BRANO DA LEGGERE:
· · · · ·
A zonzo per mostre
UNA MOSTRA A COLORI IN RICORDO DI COVERI
“Covery story – Da Prato al Made in Italy”: così si intitola la coloratissima mostra che fino al 18 febbraio anima l’Auditorium della Camera di Commercio di Prato, dedicata ad uno degli stilisti che contribuirono a creare il sensazionale mito della moda italiana anni ’80. Enrico Coveri, che prima di couturier era stato indossatore, fu colui che più di tutti puntò l’arco del suo talento sui colori, manifestando una vera idiosincrasia per le tinte spente e optando per l’esuberanza cromatica dell’estate. Prima di lui nessuno aveva osato tanto, ma questa audacia lo premiò, al punto che a soli 25 anni fu coronato dal successo in quel di Parigi presentando la sua prima sfilata. Era il 1977 e la sua eccentricità stava per conquistare il mondo. Energico, fantasioso e brillante come i suoi abiti, Coveri capì presto l’importanza strategica di diversificare la produzione espandendola dalla moda in senso stretto agli accessori, ai profumi, al design, ai cosmetici, alle pellicce. La mostra in corso a Prato gli rende giusto merito ripercorrendo gli step fondamentali della sua folgorante carriera attraverso disegni, video, campagne pubblicitarie, opere d’arte che l’hanno ispirato e tante foto (con famose top allora all’inizio dell’attività come Claudia Schiffer e Naomi Campbell).
· · · · ·
DATI:
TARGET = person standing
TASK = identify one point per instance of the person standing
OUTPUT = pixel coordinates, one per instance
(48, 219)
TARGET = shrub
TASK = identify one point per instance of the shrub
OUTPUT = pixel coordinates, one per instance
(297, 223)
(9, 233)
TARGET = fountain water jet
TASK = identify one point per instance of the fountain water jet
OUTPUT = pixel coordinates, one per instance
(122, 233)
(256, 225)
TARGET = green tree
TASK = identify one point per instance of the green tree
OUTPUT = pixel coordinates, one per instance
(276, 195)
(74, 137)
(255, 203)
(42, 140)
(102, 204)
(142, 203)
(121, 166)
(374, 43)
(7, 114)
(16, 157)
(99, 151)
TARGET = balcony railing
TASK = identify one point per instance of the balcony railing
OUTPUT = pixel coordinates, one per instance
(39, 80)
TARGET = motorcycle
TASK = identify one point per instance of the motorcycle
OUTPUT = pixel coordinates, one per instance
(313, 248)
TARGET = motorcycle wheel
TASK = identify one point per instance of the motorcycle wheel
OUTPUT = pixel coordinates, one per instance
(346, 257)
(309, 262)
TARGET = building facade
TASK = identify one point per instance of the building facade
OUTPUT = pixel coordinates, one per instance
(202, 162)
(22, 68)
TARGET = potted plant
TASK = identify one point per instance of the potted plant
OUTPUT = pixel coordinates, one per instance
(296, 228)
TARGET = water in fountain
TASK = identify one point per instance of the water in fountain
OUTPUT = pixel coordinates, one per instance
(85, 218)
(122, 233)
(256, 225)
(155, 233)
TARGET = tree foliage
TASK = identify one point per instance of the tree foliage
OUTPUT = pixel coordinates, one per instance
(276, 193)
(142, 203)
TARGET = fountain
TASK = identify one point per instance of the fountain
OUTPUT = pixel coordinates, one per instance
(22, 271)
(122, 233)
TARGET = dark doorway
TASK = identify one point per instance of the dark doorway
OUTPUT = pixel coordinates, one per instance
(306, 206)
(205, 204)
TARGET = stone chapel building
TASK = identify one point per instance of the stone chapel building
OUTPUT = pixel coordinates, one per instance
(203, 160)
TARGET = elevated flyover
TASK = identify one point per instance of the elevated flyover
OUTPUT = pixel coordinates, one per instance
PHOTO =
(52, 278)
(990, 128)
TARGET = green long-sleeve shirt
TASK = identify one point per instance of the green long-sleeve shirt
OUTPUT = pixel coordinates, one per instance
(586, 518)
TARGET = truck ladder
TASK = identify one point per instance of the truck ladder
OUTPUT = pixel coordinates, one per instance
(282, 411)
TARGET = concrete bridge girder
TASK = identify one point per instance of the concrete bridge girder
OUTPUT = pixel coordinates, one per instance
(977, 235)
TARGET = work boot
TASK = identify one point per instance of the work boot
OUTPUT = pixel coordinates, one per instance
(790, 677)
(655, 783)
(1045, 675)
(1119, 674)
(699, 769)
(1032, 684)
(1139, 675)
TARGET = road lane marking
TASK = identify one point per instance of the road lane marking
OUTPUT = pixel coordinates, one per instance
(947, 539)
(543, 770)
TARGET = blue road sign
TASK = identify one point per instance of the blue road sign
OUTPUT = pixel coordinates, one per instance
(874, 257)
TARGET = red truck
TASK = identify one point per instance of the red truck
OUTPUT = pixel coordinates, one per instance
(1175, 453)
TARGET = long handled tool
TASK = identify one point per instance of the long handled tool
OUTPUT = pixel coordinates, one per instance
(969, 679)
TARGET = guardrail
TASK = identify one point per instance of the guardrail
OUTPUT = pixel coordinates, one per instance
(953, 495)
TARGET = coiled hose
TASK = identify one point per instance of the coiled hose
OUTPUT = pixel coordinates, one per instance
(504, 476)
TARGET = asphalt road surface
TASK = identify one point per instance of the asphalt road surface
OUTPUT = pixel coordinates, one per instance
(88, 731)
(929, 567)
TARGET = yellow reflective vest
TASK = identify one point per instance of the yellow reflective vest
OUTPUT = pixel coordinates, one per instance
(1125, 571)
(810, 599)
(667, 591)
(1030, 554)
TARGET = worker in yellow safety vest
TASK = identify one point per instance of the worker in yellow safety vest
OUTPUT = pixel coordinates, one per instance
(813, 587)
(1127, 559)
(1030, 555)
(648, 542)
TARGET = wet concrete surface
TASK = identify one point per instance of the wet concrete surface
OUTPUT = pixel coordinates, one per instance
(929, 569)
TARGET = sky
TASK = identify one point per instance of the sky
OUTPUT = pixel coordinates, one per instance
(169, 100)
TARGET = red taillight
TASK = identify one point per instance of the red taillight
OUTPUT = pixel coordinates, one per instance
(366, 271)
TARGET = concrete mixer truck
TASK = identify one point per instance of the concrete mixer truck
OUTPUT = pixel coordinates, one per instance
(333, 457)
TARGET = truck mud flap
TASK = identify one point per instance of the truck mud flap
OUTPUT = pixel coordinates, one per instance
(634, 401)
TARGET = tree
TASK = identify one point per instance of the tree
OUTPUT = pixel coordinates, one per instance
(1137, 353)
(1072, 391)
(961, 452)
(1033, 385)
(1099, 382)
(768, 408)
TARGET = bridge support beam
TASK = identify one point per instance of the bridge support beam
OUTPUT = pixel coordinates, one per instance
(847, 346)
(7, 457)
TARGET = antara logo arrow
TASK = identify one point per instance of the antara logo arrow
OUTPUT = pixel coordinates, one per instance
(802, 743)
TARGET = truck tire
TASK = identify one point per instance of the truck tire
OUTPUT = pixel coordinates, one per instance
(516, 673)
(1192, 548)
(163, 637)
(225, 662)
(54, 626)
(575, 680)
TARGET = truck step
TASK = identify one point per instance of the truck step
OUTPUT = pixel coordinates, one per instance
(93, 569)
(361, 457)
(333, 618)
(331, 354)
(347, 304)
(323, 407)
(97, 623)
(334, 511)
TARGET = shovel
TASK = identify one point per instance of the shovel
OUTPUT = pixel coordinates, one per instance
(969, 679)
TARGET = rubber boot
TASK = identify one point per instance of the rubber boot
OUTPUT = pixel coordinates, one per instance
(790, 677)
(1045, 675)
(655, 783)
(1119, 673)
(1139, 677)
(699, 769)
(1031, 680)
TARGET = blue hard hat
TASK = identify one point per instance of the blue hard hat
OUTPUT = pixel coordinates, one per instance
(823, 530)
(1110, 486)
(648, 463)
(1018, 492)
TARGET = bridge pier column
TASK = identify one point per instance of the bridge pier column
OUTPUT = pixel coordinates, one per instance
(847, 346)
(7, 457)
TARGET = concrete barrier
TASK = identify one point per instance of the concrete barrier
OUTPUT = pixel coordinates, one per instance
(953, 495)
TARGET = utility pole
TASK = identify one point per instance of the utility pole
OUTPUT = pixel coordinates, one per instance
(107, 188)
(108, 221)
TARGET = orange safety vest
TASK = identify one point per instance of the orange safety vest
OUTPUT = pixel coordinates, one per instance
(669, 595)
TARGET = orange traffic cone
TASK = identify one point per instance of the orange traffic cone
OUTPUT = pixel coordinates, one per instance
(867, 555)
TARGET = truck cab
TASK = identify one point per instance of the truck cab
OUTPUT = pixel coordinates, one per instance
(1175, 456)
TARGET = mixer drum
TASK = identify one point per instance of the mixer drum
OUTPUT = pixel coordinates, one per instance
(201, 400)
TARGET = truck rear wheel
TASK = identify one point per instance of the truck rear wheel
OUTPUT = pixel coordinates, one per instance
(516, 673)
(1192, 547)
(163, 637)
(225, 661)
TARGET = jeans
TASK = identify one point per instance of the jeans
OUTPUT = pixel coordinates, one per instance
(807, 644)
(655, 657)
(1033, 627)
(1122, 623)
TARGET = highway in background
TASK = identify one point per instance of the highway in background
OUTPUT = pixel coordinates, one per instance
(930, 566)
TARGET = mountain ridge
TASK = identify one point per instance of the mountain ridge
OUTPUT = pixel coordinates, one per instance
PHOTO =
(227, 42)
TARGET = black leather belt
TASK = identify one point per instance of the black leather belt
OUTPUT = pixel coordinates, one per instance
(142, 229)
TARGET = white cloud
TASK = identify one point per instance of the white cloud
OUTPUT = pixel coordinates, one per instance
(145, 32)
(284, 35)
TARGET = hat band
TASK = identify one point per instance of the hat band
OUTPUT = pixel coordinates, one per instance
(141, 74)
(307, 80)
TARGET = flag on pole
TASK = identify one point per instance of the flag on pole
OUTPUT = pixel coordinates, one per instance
· · · · ·
Rispondi alle domande sul brano dedicato alla mostra su Enrico Coveri.
(a) Fino a quale data resta aperta la mostra di Prato?
(b) Quale mestiere aveva svolto Coveri prima di diventare couturier?
(c) In quale anno e in quale città presentò la sua prima sfilata?
Le voci costituiscono materiale a sé stante.

(a) Fino al 18 febbraio.
(b) L'indossatore.
(c) Nel 1977, a Parigi.